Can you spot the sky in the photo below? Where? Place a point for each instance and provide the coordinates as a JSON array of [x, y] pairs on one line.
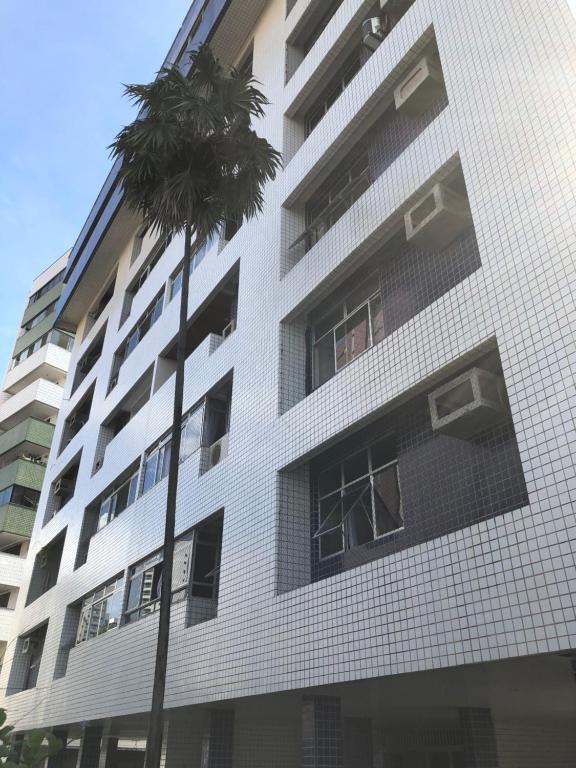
[[63, 66]]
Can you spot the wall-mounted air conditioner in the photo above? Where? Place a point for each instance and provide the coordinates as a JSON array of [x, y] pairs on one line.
[[420, 88], [217, 451], [438, 217], [468, 404], [229, 329], [62, 487], [29, 645]]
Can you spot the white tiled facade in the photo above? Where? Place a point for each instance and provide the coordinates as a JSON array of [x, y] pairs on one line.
[[491, 593]]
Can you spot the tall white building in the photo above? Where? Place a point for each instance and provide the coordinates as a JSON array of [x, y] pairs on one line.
[[29, 402], [376, 528]]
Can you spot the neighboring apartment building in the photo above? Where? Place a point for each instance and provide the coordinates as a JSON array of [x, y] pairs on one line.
[[29, 403], [375, 562]]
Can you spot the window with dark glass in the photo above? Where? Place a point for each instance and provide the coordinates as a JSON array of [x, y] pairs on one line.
[[347, 329], [358, 498], [195, 571], [101, 611], [116, 502]]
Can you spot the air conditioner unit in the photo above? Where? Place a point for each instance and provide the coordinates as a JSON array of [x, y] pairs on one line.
[[77, 421], [217, 451], [229, 329], [439, 216], [468, 404], [419, 89], [62, 487], [29, 645], [374, 30]]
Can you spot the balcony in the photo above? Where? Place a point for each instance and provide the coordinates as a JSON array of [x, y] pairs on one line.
[[16, 520], [30, 432], [50, 362], [24, 472], [40, 400]]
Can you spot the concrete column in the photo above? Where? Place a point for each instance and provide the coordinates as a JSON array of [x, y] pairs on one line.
[[218, 739], [322, 740], [89, 754], [59, 759], [480, 749], [358, 750]]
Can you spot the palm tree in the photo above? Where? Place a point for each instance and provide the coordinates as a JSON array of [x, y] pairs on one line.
[[190, 162]]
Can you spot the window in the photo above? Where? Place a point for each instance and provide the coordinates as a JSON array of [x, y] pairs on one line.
[[101, 611], [135, 336], [347, 329], [46, 287], [34, 646], [359, 499], [195, 571], [192, 426], [195, 261], [117, 501], [157, 252], [156, 464], [17, 494]]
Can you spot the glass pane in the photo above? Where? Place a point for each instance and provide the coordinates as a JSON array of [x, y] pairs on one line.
[[134, 591], [377, 319], [132, 489], [182, 564], [357, 505], [330, 513], [356, 466], [341, 355], [166, 450], [104, 514], [324, 365], [111, 610], [83, 625], [383, 452], [331, 543], [192, 433], [387, 504], [150, 471], [329, 480], [357, 333], [328, 322]]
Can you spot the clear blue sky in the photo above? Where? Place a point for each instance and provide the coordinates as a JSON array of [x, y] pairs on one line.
[[63, 64]]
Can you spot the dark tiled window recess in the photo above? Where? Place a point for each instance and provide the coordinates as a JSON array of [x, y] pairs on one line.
[[47, 287], [59, 338], [391, 132], [101, 610], [393, 287], [119, 496], [143, 273], [89, 359], [350, 60], [77, 419], [195, 260], [195, 575], [46, 568], [307, 32], [27, 660], [359, 499], [217, 317], [445, 460], [148, 319], [17, 494]]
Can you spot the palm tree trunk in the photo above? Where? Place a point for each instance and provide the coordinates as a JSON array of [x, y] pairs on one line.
[[156, 722]]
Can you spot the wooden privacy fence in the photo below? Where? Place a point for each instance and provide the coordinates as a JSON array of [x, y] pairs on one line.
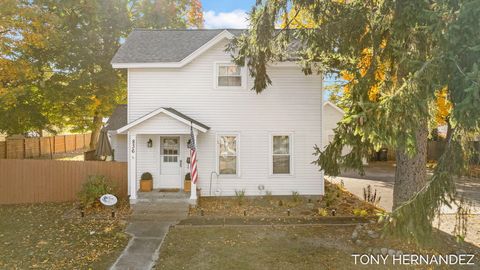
-*-*-
◆ Work item
The reply should reproduce every entry above word for word and contain no pictures.

◆ Written solution
Can you spot the sky in the photo below? Where? Place a point for each instance and provide the coordinates as a JSON array of [x, y] pairs on one line.
[[63, 66]]
Can you spot the wall-mounted air conditioner in the photo above? Where? Place a point for each instance and provide the coordinates as a JSON array of [x, y] pairs on one line.
[[420, 88], [217, 451], [438, 217], [468, 404], [229, 329], [62, 487], [29, 645]]
Can you spot the white tiled facade in the photo above? Where? Place a point for each instance and provide the coordinates as a JSON array of [x, y] pairs on one line.
[[491, 593]]
Can you spot the tall white building in the photo above? Where? Place a point for each instance and provide the coordinates as a JSON array of [x, y] pairs on one line.
[[29, 402], [376, 528]]
Can you spot the neighboring apartment building in the photo above? Where? Place a point for each instance and provide the coordinates as a JSON array of [x, y] pairs on one line.
[[29, 403], [375, 562]]
Can you spot the window with dark glass in the photo above? Where? Place a point for each instance and provide the coordinates as a JSON array of [x, y] pairs on one line.
[[347, 329], [358, 498], [195, 571], [101, 611], [116, 502]]
Can you spot the air conditioner unit in the photo above? Where? Place a point for each instance and provide the coordinates as a JSON array of [x, y] pairs on one line.
[[77, 421], [217, 451], [229, 329], [439, 216], [468, 404], [419, 89], [62, 487], [29, 645], [374, 30]]
Can you spot the balcony in the photo above? Where? Place a point for each instance and provide the coordinates as a JSON array of [x, y] pairs on one line.
[[16, 520], [30, 432], [50, 362], [24, 472], [40, 400]]
Can you spot the concrete column in the photo above? Where? Place a point for each instance and provide the coordinates as a JSON array of [x, y] pairs on one line.
[[218, 739], [322, 740], [89, 754], [59, 759], [480, 749], [358, 750]]
Can you spot the palm tree in the photo above? Where? Place a point for each instance and provide the coordinates as a JSON array of [x, y] pairs on one line.
[[190, 162]]
Can you spot the window in the photo above? Where? Place a point for each instance and provide the coordinates as a JSON array of [x, y] pairs on one line.
[[101, 611], [135, 336], [347, 329], [46, 287], [34, 646], [359, 499], [195, 571], [192, 426], [195, 261], [117, 501], [157, 252], [156, 464], [17, 494]]
Can you spot the glass pane in the photo above? Where? Place a point for each instance and provide the coordinates as a JSON array of [x, y] pairs on one line.
[[134, 591], [377, 319], [132, 489], [182, 564], [357, 505], [330, 513], [356, 466], [341, 355], [166, 450], [104, 514], [324, 365], [111, 610], [83, 625], [383, 452], [331, 543], [192, 433], [387, 504], [150, 471], [329, 480], [357, 333], [328, 322]]
Can you spot the clear blue sky in the photo above? Where? Place a point for each instance and provide the coordinates as a JSON array of [x, y] pairs on one line.
[[63, 64]]
Can you spot the dark tiled window recess in the photo above? Where? Place a point for each instance and provide the coordinates as a JSON array of [x, y] pairs on one line.
[[47, 287], [59, 338], [391, 132], [101, 610], [393, 287], [119, 496], [143, 273], [89, 359], [350, 60], [77, 419], [195, 260], [195, 575], [46, 568], [307, 32], [27, 660], [359, 499], [217, 317], [445, 460], [148, 319], [17, 494]]
Can you spot the palm tree trunk in the photo above? Where? Place a point for each instance and provide the coordinates as a JSON array of [x, y] pairs on one line.
[[156, 722]]
Can you spot the wooden privacy fence in the photo below? Where? Place a point for each instance and provide the coordinates as a JSON array of [x, y] pairs on one line.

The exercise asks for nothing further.